Document section
=== Section Start ===

As reported on Countryfile, the #tractorselfie4rob campaign saw Twitter users across the world take selfies with tractors to draw attention to the prevalence of mental illness among farmers, one of which kills themselves each week – on average – in the UK alone. In France, a farmer dies an average of every two days.
Why are farmers statistically so likely to commit suicide?
Farming is a high-pressure, 24/7 occupation with a lack of days off compared to almost all other professions, and farmers face increasingly difficult market pressures, the risk of disease infecting livestock and the potential of flooding to completely decimate livelihoods.
Most farmers are male, and men, who less commonly discuss personal problems, are statistically more likely to kill themselves than women. Psychiatrist Dr David Middleton says not seeking support when stress first emerges can lead to the situation becoming much more serious, and can have fatal consequences. Farmers spend long hours working alone with little human contact, which can allow mental health problems and suicidal thoughts to fester. It is common for farmers to do entire days without seeing anyone, and social isolation can lead to a lack of support or a lack of other people noticing mental illness symptoms.
A US report by researchers at the National Institutes of Health also suggests that pesticides, which farmers breathe in and absorb through their skin while they’re applied to crops, have neurological effects which can dramatically increase the likelihood of depression. And farmers are more likely to have easy access to lethal equipment.
What’s the most common mental illness?
The most common mental health problem is depression, which one in five members of the public will experience at some point during their lives, and more than 20 per cent of farmers will suffer from. There are major differences between feeling low and “clinical” depression. When the latter develops, the person can be affected most of the time, frequently for a number of weeks or months. Symptoms can include tiredness, restlessness, low mood, falling energy levels, poor concentration, a lack of interest in things that would normally give pleasure and suicidal thoughts. Physical symptoms such as aches or pains may also occur.

=== Section End ===

Assignment A
Decide whether each statement below agrees with the article on farmers' mental health, answering yes or no and quoting the words of the article that settle it: (i) In France, a farmer dies on average every two days. (ii) Women are statistically more likely than men to kill themselves. (iii) Clinical depression usually lifts within a few days.
Assignment B
From the article on farmers' mental health, list every symptom named in the sentence beginning "Symptoms can include".
Assignment C
Write the next paragraph of the article on farmers' mental health, carrying on from its last sentence.

Data shown
=== Section Start ===

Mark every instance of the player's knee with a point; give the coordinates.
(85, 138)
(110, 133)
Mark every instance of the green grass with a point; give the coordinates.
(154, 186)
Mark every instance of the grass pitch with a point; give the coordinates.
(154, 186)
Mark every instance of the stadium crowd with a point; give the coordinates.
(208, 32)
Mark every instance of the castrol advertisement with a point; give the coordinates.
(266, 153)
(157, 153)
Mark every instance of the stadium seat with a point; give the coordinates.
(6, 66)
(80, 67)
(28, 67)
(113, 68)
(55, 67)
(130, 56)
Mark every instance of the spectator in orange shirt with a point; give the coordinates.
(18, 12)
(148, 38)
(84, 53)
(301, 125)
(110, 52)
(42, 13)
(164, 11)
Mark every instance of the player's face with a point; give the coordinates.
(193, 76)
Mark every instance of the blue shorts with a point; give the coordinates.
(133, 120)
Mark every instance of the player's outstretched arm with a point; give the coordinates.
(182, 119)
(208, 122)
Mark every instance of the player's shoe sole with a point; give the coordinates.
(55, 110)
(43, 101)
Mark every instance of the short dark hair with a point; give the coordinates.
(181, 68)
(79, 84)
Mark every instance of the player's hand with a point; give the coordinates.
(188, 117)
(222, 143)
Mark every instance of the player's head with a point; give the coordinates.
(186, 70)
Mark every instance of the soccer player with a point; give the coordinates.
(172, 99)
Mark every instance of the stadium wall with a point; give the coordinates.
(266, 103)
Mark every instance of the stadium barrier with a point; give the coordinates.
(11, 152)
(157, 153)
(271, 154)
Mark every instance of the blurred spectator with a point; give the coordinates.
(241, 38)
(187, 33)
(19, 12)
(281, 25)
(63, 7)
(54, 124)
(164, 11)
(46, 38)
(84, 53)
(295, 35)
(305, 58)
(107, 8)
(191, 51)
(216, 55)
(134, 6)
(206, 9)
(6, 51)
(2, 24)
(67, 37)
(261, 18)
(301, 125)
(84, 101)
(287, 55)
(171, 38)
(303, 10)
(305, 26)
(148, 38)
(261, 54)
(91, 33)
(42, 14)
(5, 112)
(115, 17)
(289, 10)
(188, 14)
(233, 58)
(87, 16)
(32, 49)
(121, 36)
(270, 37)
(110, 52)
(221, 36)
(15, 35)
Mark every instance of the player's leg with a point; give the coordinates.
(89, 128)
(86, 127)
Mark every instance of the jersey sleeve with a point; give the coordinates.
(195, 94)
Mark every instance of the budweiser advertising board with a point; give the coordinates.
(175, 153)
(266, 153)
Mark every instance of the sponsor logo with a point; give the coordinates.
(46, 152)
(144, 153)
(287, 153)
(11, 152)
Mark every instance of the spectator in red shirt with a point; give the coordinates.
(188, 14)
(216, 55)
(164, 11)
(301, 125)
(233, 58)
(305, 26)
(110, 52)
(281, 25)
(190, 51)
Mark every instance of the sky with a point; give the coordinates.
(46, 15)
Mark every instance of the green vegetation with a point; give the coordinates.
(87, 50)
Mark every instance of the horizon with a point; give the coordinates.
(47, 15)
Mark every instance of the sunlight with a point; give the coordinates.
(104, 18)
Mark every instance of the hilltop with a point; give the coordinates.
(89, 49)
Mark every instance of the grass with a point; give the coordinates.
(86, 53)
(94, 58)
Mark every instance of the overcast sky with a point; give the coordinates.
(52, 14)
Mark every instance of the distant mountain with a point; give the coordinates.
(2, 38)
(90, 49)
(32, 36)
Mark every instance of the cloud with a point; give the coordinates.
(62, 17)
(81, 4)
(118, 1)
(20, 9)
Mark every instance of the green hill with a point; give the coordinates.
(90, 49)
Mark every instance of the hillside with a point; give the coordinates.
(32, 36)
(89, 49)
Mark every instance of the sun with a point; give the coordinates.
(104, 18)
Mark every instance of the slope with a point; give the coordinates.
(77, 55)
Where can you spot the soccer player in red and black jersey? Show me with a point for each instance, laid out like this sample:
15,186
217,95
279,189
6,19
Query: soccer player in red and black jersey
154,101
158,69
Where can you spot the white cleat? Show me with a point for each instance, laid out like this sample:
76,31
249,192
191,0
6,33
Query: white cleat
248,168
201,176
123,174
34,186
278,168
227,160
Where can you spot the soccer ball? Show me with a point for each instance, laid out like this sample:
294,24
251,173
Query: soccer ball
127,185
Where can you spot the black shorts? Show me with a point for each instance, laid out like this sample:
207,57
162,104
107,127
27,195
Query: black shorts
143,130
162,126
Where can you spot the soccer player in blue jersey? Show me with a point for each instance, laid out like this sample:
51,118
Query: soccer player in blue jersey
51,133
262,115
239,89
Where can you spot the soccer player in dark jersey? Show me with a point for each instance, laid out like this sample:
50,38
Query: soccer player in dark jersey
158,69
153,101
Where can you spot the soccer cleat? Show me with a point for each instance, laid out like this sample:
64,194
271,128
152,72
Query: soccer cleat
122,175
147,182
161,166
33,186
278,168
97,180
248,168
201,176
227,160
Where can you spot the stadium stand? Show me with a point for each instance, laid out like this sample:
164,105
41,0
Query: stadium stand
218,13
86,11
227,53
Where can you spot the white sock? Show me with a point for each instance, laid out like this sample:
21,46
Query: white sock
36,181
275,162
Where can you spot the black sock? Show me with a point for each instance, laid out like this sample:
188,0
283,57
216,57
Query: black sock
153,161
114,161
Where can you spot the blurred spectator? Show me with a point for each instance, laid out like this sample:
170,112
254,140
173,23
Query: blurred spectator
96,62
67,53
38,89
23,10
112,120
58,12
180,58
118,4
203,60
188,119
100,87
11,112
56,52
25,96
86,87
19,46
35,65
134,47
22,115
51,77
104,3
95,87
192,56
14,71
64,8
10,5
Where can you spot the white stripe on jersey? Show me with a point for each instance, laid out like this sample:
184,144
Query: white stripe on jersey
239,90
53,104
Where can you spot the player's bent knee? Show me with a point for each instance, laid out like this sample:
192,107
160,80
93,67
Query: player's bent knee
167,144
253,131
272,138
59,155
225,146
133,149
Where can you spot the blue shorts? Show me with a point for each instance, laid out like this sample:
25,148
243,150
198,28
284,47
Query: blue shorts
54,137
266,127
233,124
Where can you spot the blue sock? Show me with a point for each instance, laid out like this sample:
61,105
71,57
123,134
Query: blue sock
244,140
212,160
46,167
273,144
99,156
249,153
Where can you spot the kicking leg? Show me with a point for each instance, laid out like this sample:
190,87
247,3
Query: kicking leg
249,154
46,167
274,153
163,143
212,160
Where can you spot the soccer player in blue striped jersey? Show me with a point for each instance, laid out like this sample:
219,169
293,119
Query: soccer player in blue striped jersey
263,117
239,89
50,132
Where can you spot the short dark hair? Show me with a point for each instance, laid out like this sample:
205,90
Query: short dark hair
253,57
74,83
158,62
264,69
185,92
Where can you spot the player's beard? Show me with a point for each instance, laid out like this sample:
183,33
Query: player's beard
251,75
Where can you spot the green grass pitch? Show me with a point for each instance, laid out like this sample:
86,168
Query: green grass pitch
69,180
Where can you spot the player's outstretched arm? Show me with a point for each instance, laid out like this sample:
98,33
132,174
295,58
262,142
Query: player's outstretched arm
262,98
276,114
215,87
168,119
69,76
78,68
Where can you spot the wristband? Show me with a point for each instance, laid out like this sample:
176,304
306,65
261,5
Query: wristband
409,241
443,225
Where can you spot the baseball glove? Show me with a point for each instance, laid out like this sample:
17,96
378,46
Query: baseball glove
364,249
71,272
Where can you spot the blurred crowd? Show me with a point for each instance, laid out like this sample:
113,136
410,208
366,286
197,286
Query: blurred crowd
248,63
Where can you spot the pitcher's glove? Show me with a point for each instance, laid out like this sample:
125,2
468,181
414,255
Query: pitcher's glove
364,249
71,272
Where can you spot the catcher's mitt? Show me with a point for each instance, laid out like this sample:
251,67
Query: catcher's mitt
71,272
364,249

=== Section End ===

Response box A
(i) Yes: "In France, a farmer dies an average of every two days."
(ii) No: "men, who less commonly discuss personal problems, are statistically more likely to kill themselves than women"
(iii) No: "the person can be affected most of the time, frequently for a number of weeks or months"

Response box B
- tiredness
- restlessness
- low mood
- falling energy levels
- poor concentration
- a lack of interest in things that would normally give pleasure
- suicidal thoughts

Response box C
Nonetheless, it is very treatable, and most people will make a full recovery. The challenge tends to be recognising when you or someone you know is ill and accessing the right support as soon as possible. This tends to particularly be a challenge in the farming community, where farmers often work alone and can be further away from support.
Where can farmers turn for help?
Mental health support is normally more concentrated in areas of high population and spread thinly in rural areas. Three years ago, the coalition government created an initiative that saw £1.5 milion invested into researching a national suicide prevention strategy, particularly suicide among the farming community. Many agree that more needs to be done, but there are a number of organisations across the country devoted to supporting the farming community and tackling mental health problems. These include:
Papyrus, the mental health charity which the selfie campaign raised money for.
The Farming Community Network (formerly Farming Crisis Network, before a name change to “dispel the myth they can only offer help at times of crisis”), which answers calls in person between 7am and 11pm.
Young Minds, the UK’s leading charity committed to improving the emotional wellbeing and mental health of children and young people.
The Royal Agricultural Benevolent Institution (R.A.B.I.), which helps farmers and farmworkers of any age and has a contact number staffed during office hours.
Lincolnshire Rural Support Network, launched following a donation by the daughter of farmer who killed himself. Featured in the latest episode of Countryfile, it funds health check-ups in livestock markets, which have been used to spot early signs of stress.
A full list of organisations is available on the BBC’s Actionline website.